→ **Work item**: Your response should consist of the full data, set down exactly.

→ **Excerpted records**:
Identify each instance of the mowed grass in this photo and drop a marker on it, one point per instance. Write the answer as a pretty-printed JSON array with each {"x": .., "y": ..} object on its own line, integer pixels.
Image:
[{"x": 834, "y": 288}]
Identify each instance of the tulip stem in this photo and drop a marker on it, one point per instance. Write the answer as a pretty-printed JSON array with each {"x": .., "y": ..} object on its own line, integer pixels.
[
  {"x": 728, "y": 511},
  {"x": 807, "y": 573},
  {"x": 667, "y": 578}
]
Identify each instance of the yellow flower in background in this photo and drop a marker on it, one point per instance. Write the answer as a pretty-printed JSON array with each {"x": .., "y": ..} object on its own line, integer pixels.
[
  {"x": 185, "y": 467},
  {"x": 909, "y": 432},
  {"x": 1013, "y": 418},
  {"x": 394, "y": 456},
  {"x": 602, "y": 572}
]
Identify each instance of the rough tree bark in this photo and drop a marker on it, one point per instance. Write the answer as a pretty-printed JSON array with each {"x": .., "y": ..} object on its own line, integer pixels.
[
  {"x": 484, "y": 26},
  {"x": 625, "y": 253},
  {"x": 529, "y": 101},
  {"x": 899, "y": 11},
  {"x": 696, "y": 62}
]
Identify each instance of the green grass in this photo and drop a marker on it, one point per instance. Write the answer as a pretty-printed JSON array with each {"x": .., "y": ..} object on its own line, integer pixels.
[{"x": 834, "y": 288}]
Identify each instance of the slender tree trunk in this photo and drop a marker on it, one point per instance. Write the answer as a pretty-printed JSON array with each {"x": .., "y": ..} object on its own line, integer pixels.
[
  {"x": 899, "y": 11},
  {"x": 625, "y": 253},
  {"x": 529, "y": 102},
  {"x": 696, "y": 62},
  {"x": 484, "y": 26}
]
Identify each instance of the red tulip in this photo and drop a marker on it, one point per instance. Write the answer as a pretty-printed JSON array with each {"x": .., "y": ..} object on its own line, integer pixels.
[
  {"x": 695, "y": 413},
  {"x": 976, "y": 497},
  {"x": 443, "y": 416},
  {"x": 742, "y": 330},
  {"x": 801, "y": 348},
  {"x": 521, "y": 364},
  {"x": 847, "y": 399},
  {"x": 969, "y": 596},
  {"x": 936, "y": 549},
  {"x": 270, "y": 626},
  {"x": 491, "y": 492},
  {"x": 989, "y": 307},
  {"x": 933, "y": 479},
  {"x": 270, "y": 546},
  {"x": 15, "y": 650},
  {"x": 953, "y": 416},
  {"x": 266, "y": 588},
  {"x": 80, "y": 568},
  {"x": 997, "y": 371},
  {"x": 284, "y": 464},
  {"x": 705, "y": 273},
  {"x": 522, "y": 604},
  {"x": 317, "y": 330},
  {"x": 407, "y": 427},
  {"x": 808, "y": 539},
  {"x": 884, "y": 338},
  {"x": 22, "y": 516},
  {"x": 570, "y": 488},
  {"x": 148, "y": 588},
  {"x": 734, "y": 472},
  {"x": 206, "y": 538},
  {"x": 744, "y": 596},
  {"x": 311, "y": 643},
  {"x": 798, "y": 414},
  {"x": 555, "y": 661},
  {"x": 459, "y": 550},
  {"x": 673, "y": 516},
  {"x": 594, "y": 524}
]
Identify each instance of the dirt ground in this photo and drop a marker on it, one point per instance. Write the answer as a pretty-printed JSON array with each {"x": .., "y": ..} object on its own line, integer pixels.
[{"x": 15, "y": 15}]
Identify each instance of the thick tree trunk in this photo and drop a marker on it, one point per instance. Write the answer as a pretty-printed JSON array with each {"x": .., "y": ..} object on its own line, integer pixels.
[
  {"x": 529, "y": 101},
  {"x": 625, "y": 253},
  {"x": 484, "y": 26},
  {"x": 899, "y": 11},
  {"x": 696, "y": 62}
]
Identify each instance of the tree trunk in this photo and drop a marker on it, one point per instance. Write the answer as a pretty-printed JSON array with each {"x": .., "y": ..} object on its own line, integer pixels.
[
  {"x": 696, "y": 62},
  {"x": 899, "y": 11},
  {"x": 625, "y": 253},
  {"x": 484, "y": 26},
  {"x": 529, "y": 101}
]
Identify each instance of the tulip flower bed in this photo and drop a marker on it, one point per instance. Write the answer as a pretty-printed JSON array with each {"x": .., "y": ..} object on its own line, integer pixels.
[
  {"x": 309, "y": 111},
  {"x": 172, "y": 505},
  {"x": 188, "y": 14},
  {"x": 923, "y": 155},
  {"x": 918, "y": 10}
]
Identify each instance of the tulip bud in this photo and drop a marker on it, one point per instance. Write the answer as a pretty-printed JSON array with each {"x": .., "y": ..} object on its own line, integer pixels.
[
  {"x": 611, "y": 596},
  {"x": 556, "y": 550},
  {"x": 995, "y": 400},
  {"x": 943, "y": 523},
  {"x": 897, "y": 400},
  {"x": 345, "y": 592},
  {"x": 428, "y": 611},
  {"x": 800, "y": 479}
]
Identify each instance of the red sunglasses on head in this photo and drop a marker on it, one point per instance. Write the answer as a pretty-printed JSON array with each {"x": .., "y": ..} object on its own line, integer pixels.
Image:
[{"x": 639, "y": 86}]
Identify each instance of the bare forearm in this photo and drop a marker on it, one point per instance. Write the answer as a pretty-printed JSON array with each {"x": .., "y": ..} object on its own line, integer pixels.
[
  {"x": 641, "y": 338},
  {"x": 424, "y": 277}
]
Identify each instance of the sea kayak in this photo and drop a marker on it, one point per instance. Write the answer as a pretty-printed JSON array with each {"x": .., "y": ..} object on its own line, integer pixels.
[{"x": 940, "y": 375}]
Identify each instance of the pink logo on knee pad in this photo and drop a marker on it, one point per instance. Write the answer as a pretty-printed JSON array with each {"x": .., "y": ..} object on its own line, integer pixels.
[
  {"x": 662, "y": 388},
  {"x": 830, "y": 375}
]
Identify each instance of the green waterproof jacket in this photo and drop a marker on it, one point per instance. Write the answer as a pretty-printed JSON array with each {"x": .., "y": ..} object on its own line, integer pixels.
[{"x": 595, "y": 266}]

→ **Result of the exercise**:
Identify each instance of the mowed grass in this photo and drop a marker on it, one point per instance. Write the answer as a pretty-printed JSON array with each {"x": .., "y": ..} object on its own line, integer pixels.
Image:
[{"x": 834, "y": 288}]
Identify each instance of the tulip stem in this photo and drop a marker on it, one point per instance. Write the answer as a pretty-printed JSON array with each {"x": .., "y": ..} object on its own line, integer pixels.
[
  {"x": 728, "y": 511},
  {"x": 807, "y": 573},
  {"x": 667, "y": 578}
]
Identify each instance of the yellow flower in background in this photo and drop a marker on it, one point per instance. Write the answer as a pretty-printed JSON array with each {"x": .., "y": ..} object on its own line, integer pixels.
[
  {"x": 185, "y": 467},
  {"x": 909, "y": 432},
  {"x": 1013, "y": 418},
  {"x": 394, "y": 456},
  {"x": 602, "y": 572}
]
Identify each instance of the rough tree bark in this photo and drop a marker on it, one point per instance. Write the answer as a pretty-printed JSON array with each {"x": .., "y": ..} object on its own line, integer pixels.
[
  {"x": 484, "y": 26},
  {"x": 625, "y": 253},
  {"x": 529, "y": 101},
  {"x": 899, "y": 11},
  {"x": 696, "y": 62}
]
Identify each instance of the green grass in this photo and drop a marker on it, one point per instance. Write the answer as a pretty-printed JSON array with each {"x": .., "y": ..} object on its own line, integer pixels.
[{"x": 834, "y": 288}]
Identify each instance of the slender tree trunk in this photo and drop a marker on it, one point per instance. Write the answer as a pretty-printed JSON array with each {"x": .., "y": ..} object on its own line, integer pixels.
[
  {"x": 899, "y": 11},
  {"x": 625, "y": 253},
  {"x": 529, "y": 102},
  {"x": 696, "y": 62},
  {"x": 484, "y": 26}
]
Identify each instance of the red tulip in this photo and drop a marker on it, one point per instance. Write the answer as a pretty-printed JSON array with each {"x": .., "y": ..} object on its own line, integer pixels.
[
  {"x": 695, "y": 413},
  {"x": 976, "y": 497},
  {"x": 443, "y": 416},
  {"x": 742, "y": 330},
  {"x": 801, "y": 348},
  {"x": 521, "y": 364},
  {"x": 847, "y": 399},
  {"x": 969, "y": 596},
  {"x": 936, "y": 549},
  {"x": 270, "y": 626},
  {"x": 491, "y": 492},
  {"x": 989, "y": 307},
  {"x": 933, "y": 479},
  {"x": 270, "y": 546},
  {"x": 15, "y": 650},
  {"x": 953, "y": 416},
  {"x": 266, "y": 588},
  {"x": 80, "y": 568},
  {"x": 997, "y": 371},
  {"x": 284, "y": 464},
  {"x": 705, "y": 273},
  {"x": 522, "y": 604},
  {"x": 317, "y": 330},
  {"x": 407, "y": 427},
  {"x": 808, "y": 539},
  {"x": 884, "y": 338},
  {"x": 22, "y": 516},
  {"x": 570, "y": 488},
  {"x": 148, "y": 588},
  {"x": 734, "y": 472},
  {"x": 206, "y": 538},
  {"x": 744, "y": 596},
  {"x": 311, "y": 643},
  {"x": 798, "y": 414},
  {"x": 555, "y": 661},
  {"x": 459, "y": 550},
  {"x": 673, "y": 516},
  {"x": 594, "y": 524}
]
Identify each instance of the dirt ground in this photo and drop a marker on it, one point per instance. Write the answer as a pretty-printed JSON array with each {"x": .., "y": ..} object on its own line, integer pixels.
[{"x": 15, "y": 15}]
Identify each instance of the thick tree trunk in this photo and drop a marker on it, one point per instance. Write the answer as a pretty-printed JSON array with each {"x": .., "y": ..} object on its own line, integer pixels.
[
  {"x": 529, "y": 101},
  {"x": 625, "y": 253},
  {"x": 484, "y": 26},
  {"x": 899, "y": 11},
  {"x": 696, "y": 62}
]
Identify each instance of the tree trunk in this photo and drop a marker on it, one point per instance. Write the answer as a pretty-printed JSON array with each {"x": .., "y": ..} object on its own line, integer pixels.
[
  {"x": 696, "y": 62},
  {"x": 899, "y": 11},
  {"x": 625, "y": 253},
  {"x": 484, "y": 26},
  {"x": 529, "y": 101}
]
Identify each instance of the tulip flower bed in this photo and drop a marker on it, one point per instance. Write the answer as a pretty-printed JSON array with each {"x": .., "y": ..} object on its own line, integer pixels.
[
  {"x": 309, "y": 111},
  {"x": 172, "y": 505},
  {"x": 188, "y": 14},
  {"x": 923, "y": 155},
  {"x": 918, "y": 10}
]
Identify each instance of the tulip bud in this photo and drop a marker on it, one point per instance. Write the answer as a pretty-printed JSON array with each {"x": .., "y": ..} object on its own line, integer pixels.
[
  {"x": 611, "y": 596},
  {"x": 556, "y": 550},
  {"x": 995, "y": 400},
  {"x": 943, "y": 523},
  {"x": 897, "y": 400},
  {"x": 345, "y": 592},
  {"x": 428, "y": 611},
  {"x": 800, "y": 479}
]
Identify each instance of the red sunglasses on head in this photo and drop a marker on it, one point per instance. Write the answer as a pretty-printed JSON array with each {"x": .., "y": ..} object on its own line, integer pixels.
Image:
[{"x": 639, "y": 86}]
Identify each instance of the bare forearm in this photo and drop a marker on it, one point per instance. Write the answer as a pretty-printed JSON array with each {"x": .., "y": ..} object on its own line, integer pixels.
[
  {"x": 641, "y": 338},
  {"x": 424, "y": 277}
]
Identify each instance of the sea kayak in this photo and drop a marker on it, one point per instance. Write the answer as a pretty-printed JSON array with each {"x": .., "y": ..} object on its own line, integer pixels.
[{"x": 940, "y": 375}]
Identify each instance of the pink logo on knee pad in this photo and drop a marker on it, one point per instance. Write the answer as a pretty-printed JSON array with each {"x": .., "y": ..} object on its own line, integer pixels.
[
  {"x": 662, "y": 388},
  {"x": 830, "y": 375}
]
Identify each instance of the green waterproof jacket in this photo and drop a marker on it, one point per instance. Write the answer as a pretty-printed JSON array with each {"x": .., "y": ..} object on its own line, integer pixels.
[{"x": 595, "y": 266}]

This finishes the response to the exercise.